**PASSAGE PROVIDED:**

_ _ _ _ _ _ _

Political pundits, scientists, and CIOs rarely share much in common, but the idea of a litmus test goes across disciplines. In each discipline, a litmus test generally gives a definite positive or negative outcome for a single indicator. On the scientific front, it determines if a solution is an acid or a base; in the political sphere, it might be where a candidate stands on a particularly divisive issue. For CIOs, there is an equally simple test to determine if they are valued contributors to the organization and seen for delivering business results or if they are just the head techie.
This litmus test is as simple as asking the CEO where he or she sees the CIO position on the succession plan to Chief Executive. In an unfortunately large number of companies, you may be forced to wait several minutes while the CEO breaks in to complete hysterics, before casting a skeptical glace in your direction and asking if you are serious.

_ _ _ _ _ _ _

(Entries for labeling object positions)
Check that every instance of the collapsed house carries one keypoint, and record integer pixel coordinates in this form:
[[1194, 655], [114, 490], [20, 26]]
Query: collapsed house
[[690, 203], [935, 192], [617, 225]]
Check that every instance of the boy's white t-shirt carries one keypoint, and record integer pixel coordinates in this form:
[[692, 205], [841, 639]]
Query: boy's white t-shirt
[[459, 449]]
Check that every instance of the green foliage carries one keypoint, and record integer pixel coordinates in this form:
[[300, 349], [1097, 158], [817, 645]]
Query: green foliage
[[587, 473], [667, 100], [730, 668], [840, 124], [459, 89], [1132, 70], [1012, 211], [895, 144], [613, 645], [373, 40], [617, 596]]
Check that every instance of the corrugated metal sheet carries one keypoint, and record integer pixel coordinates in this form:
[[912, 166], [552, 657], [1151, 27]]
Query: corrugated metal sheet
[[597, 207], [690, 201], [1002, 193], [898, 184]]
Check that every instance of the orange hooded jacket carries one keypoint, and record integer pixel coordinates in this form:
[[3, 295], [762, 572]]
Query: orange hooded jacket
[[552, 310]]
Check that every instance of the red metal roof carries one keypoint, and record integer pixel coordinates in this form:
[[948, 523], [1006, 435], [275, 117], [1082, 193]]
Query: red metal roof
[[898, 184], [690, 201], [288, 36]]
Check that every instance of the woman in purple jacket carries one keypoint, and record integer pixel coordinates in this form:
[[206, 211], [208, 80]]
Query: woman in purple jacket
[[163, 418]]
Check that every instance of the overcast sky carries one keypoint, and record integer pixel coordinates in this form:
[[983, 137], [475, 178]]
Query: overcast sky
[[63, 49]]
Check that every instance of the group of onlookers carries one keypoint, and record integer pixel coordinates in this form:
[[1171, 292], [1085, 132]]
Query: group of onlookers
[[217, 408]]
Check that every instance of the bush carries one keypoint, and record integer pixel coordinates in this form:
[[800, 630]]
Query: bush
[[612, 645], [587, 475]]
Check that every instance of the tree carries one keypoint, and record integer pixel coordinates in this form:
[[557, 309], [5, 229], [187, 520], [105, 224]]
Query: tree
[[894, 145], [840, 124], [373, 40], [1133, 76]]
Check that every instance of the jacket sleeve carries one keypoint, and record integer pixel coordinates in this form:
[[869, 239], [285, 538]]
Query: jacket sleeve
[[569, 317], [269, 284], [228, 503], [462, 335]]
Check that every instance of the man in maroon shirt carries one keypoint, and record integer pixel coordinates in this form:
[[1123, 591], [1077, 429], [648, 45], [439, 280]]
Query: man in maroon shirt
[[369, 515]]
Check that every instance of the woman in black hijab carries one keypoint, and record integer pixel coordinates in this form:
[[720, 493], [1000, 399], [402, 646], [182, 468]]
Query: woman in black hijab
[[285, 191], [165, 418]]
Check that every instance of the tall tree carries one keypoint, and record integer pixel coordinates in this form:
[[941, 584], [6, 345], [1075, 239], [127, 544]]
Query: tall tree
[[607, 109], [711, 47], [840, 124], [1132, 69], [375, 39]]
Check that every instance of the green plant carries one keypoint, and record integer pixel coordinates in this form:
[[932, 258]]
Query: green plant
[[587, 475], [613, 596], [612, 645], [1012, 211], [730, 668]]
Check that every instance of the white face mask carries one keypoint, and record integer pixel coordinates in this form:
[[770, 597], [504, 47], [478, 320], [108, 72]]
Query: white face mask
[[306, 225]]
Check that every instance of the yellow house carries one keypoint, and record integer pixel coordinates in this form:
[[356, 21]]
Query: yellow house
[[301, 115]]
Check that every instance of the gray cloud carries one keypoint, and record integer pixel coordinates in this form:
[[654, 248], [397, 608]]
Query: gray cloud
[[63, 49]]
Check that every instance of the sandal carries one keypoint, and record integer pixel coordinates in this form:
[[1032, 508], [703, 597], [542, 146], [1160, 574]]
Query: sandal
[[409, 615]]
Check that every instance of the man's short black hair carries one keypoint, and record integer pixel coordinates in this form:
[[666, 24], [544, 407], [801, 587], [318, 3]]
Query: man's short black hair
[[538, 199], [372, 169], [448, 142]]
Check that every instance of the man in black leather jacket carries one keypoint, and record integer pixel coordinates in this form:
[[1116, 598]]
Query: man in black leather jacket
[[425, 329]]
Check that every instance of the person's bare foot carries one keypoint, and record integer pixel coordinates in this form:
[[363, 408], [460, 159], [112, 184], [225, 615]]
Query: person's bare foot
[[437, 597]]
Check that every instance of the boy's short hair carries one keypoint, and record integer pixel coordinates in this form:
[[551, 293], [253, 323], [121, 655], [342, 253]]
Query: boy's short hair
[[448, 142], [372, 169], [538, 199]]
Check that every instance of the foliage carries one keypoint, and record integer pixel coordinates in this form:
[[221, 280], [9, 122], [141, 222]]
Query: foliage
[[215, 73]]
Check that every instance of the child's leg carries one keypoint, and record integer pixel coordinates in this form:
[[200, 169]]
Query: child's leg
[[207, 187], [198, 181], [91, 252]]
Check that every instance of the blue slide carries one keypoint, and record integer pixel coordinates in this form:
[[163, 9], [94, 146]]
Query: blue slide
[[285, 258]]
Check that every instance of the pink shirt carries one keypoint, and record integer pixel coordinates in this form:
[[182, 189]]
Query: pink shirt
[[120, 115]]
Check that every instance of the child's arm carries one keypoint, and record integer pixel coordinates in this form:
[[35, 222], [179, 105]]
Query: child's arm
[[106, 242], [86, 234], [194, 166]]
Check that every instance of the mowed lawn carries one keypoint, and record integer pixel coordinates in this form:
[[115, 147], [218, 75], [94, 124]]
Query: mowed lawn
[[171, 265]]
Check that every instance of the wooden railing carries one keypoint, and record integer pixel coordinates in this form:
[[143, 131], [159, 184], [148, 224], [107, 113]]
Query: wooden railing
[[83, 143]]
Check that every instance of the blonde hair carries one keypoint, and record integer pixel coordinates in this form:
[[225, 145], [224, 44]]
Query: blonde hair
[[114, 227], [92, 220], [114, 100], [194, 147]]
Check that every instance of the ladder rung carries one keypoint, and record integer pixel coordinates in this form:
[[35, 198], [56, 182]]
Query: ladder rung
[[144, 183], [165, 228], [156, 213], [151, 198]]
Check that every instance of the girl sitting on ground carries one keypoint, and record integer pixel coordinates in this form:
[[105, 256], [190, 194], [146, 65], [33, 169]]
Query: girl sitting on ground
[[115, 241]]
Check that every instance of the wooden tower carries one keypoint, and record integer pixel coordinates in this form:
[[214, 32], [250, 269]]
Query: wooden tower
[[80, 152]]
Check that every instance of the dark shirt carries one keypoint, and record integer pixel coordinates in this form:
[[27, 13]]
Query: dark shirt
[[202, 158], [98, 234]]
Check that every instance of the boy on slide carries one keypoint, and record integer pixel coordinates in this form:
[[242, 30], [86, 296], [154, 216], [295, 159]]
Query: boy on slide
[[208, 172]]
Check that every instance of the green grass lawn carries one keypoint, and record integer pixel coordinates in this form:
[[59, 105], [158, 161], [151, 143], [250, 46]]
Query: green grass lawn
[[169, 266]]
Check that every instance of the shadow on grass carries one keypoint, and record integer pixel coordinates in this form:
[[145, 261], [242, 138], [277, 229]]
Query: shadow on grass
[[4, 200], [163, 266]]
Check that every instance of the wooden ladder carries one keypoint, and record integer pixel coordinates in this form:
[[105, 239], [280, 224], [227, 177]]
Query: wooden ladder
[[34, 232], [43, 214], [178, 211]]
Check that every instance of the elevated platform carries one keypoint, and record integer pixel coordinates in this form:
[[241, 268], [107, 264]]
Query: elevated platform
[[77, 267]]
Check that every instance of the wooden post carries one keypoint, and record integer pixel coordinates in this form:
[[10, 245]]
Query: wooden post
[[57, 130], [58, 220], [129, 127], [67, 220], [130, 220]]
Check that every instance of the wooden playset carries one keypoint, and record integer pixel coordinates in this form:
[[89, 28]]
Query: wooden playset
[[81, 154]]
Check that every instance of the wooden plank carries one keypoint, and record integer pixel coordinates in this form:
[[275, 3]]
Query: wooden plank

_ _ _ _ _ _ _

**TASK LIST:**
A. Please reproduce word for word the part of the passage on the CIO litmus test that opens with the words containing "This litmus test" and closes with "you are serious.".
B. Which groups of people does the first sentence of the passage on the CIO litmus test name?
C. Answer these questions from the passage on the CIO litmus test:
(i) On the scientific front, what does a litmus test determine?
(ii) What should the CEO be asked in the litmus test for CIOs?
(iii) In many companies, how long may you be forced to wait while the CEO breaks into hysterics?

**SOLUTIONS TO THE TASKS:**
A.
This litmus test is as simple as asking the CEO where he or she sees the CIO position on the succession plan to Chief Executive. In an unfortunately large number of companies, you may be forced to wait several minutes while the CEO breaks in to complete hysterics, before casting a skeptical glace in your direction and asking if you are serious.

B. Political pundits, scientists, CIOs

C.
(i) Whether a solution is an acid or a base.
(ii) Where he or she sees the CIO position on the succession plan to Chief Executive.
(iii) Several minutes.